> [What you should do] Edit the stretch of items from the line containing "Exercise. Tag every instance of the wooden" through the last item by replacing "roof edge" with "roof gutter" and changing nothing else. Return only those lines.

— start —

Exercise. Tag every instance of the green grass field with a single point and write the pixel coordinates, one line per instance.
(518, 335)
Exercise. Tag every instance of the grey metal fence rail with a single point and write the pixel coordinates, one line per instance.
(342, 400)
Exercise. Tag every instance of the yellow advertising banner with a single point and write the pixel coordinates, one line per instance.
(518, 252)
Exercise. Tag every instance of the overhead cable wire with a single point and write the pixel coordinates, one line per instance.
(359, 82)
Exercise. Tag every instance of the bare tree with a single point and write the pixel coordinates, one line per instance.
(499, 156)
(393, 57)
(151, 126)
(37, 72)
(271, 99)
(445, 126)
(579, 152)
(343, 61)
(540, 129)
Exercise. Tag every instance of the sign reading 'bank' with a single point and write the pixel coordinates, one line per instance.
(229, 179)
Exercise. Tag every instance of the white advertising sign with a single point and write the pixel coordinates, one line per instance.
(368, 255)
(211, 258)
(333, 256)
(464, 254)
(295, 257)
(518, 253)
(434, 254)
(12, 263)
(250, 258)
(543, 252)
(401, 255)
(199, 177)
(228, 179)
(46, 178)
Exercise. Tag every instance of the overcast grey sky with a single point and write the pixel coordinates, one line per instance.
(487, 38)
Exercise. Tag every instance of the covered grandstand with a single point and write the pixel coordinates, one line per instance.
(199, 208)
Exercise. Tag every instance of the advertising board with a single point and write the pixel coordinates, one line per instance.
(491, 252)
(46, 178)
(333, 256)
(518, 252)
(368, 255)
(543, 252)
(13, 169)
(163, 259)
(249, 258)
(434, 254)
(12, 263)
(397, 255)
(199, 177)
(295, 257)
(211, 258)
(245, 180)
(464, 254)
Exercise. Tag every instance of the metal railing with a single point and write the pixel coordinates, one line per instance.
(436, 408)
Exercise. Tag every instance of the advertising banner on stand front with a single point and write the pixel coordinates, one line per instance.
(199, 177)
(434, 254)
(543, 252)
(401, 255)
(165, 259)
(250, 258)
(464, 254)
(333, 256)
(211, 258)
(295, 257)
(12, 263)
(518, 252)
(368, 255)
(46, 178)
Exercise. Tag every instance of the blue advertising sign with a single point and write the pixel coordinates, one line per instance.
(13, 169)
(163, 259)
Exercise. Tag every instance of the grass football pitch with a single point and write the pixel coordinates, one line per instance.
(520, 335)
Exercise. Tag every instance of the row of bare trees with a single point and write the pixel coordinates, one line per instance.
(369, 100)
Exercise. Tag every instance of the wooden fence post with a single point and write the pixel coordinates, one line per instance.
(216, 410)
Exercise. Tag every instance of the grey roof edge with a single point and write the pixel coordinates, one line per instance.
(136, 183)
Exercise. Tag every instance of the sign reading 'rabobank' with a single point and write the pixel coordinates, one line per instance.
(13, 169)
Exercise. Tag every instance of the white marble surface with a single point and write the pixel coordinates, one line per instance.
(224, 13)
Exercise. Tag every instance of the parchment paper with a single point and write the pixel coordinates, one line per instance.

— end —

> [Written reply]
Exercise. Tag every instance of the wooden fence post with a single point and write the pixel coordinates, one line per instance.
(216, 410)
Exercise. Tag every instance of the grey roof gutter with a single point and write the pixel coordinates, one line per instance.
(136, 183)
Exercise. Tag every instance of the sign reading 'rabobank' with a single point and write the pixel coordinates, one line per instance.
(13, 169)
Exercise. Tag every instance of the white marble surface with a single point and write the pixel coordinates, one line per instance.
(224, 13)
Exercise. Tag every instance of the parchment paper with a single point and write the pixel coordinates, one line per instance.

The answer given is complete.